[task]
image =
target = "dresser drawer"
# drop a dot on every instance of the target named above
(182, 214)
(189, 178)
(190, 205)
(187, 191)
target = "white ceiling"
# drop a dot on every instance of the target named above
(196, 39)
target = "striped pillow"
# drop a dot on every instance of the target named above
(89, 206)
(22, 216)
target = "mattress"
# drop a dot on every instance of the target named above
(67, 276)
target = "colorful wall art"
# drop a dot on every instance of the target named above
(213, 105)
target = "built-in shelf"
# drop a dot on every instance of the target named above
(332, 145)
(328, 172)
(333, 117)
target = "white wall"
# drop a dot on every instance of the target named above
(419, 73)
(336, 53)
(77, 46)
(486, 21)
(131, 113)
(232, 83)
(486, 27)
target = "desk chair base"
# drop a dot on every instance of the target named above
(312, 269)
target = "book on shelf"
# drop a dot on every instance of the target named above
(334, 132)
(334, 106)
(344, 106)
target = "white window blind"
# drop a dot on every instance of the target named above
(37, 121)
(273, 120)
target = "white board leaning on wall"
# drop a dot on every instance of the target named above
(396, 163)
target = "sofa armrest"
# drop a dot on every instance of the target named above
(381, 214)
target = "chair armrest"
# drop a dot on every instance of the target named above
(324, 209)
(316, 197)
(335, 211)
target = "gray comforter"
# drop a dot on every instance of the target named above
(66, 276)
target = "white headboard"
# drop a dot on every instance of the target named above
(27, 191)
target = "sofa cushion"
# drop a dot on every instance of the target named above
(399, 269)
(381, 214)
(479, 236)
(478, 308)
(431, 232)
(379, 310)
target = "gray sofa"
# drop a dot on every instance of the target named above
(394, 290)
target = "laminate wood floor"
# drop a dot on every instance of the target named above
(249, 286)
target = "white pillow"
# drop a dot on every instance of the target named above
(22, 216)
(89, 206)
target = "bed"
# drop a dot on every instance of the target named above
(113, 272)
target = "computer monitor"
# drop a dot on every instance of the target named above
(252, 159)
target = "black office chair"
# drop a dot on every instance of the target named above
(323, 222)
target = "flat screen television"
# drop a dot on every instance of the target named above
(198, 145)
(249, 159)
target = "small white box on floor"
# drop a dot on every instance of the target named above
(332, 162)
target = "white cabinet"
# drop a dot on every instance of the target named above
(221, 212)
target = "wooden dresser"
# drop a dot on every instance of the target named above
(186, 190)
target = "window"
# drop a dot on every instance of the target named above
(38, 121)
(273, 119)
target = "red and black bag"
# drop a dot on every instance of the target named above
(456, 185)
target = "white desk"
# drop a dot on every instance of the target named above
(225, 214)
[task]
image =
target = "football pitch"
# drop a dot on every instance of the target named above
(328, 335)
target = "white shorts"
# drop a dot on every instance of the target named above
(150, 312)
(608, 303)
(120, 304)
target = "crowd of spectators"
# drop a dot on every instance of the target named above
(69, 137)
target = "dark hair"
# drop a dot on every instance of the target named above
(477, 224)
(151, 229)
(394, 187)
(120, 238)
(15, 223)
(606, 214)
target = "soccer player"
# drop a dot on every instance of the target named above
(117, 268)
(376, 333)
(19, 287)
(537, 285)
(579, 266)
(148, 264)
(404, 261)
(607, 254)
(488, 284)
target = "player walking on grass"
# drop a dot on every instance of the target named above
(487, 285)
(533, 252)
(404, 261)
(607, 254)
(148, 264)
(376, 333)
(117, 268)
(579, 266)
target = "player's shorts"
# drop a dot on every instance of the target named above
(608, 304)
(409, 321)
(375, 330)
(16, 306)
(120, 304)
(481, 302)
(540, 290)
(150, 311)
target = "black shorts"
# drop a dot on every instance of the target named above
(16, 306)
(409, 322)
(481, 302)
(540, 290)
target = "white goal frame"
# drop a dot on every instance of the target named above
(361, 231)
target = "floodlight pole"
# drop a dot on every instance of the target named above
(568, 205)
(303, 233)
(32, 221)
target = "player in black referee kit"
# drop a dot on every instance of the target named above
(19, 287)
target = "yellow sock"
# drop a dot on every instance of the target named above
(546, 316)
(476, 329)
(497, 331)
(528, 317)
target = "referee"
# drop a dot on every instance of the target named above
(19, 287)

_ _ _ _

• [TASK ITEM] Reproduce the whole listing word for word.

• [TASK RESULT]
[task]
image =
target = "dresser drawer"
# drop a dot on every instance of the target named above
(182, 214)
(189, 178)
(190, 205)
(187, 191)
target = "white ceiling"
# drop a dot on every instance of the target named above
(196, 39)
target = "striped pillow"
# drop a dot on every instance of the target named above
(89, 206)
(22, 216)
target = "mattress"
# drop a dot on every instance of the target named above
(67, 276)
target = "colorful wall art"
# drop a dot on every instance of the target named above
(213, 105)
target = "built-in shelf"
# drop a dot on every instance of the target named above
(332, 145)
(328, 172)
(333, 117)
target = "white wall"
# drop a dot on every instance of the target named above
(419, 73)
(336, 53)
(77, 46)
(486, 21)
(131, 113)
(232, 83)
(486, 27)
target = "desk chair base"
# drop a dot on every instance of the target named above
(312, 269)
target = "book on shelf"
# drop a dot on every instance of the target named above
(334, 132)
(334, 106)
(344, 106)
target = "white window blind"
# drop a dot on every instance of the target named above
(37, 121)
(273, 120)
target = "white board leaning on wall"
# drop a dot on every instance of the target named above
(396, 163)
target = "sofa armrest"
# drop a dot on every instance of the target named above
(381, 214)
target = "chair armrest"
# drop a dot on every instance of the target named above
(324, 209)
(316, 197)
(335, 211)
target = "gray comforter"
# drop a dot on every instance of the target named above
(66, 276)
target = "white headboard"
# drop a dot on every instance of the target named above
(27, 191)
target = "sofa cushion"
# drop a dot on every instance of the target named above
(399, 269)
(381, 214)
(479, 236)
(478, 308)
(431, 232)
(379, 310)
target = "gray sofa"
# drop a dot on every instance of the target named above
(394, 290)
target = "laminate wood floor"
# drop a dot on every instance of the target named above
(249, 286)
target = "white pillow"
# drop a dot on every instance of the target named above
(22, 216)
(89, 206)
target = "bed"
# drop a dot on every instance of the target named above
(113, 272)
target = "computer monitor"
# drop a dot on every instance of the target named above
(252, 159)
target = "black office chair"
# drop a dot on every instance of the target named above
(323, 222)
target = "flat screen television"
# drop a dot on every instance of the target named above
(198, 145)
(249, 159)
target = "small white box on floor"
# drop a dot on every instance of the target named above
(332, 162)
target = "white cabinet"
# drop a dot on every instance of the target named above
(221, 212)
target = "wooden dresser"
# drop a dot on every instance of the target named above
(186, 190)
target = "window"
# drop a dot on every instance of the target named above
(38, 121)
(273, 119)
target = "red and black bag"
# drop a dot on every instance of the target named above
(456, 185)
target = "white desk"
# drop a dot on every instance of the target named above
(225, 214)
[task]
image =
target = "football pitch"
# drop a dot on every instance of the target named above
(328, 335)
target = "white shorts"
# drop a dot on every instance of the target named above
(150, 312)
(608, 303)
(120, 304)
target = "crowd of spectators"
# drop a dot on every instance of the target named above
(69, 137)
target = "dark hair"
# drop a dot on every instance of the target named above
(477, 224)
(151, 229)
(394, 187)
(120, 238)
(15, 223)
(606, 214)
target = "soccer player"
# drop a dot on every instance of the target named above
(117, 268)
(376, 333)
(19, 287)
(537, 285)
(579, 266)
(148, 264)
(404, 261)
(607, 254)
(488, 284)
target = "player walking on grass"
# drop a dot on every instance of the target named above
(487, 285)
(533, 252)
(404, 261)
(607, 254)
(148, 264)
(376, 333)
(117, 268)
(579, 266)
target = "player's shorts"
# drop a dot on every instance of the target named above
(608, 304)
(409, 321)
(375, 330)
(16, 306)
(120, 304)
(481, 302)
(540, 290)
(150, 311)
target = "black shorts"
# drop a dot on every instance of the target named above
(16, 306)
(409, 322)
(481, 302)
(540, 290)
target = "white goal frame"
# drop a dot on every instance of the target named above
(361, 231)
target = "floodlight pole"
# drop a dot on every instance of the target named above
(568, 205)
(303, 233)
(32, 221)
target = "player in black referee kit"
# drop a dot on every instance of the target named above
(19, 287)
target = "yellow sock"
# drop a dot on every instance of the target named above
(546, 316)
(476, 329)
(497, 331)
(528, 317)
target = "referee"
# drop a dot on every instance of the target named above
(19, 287)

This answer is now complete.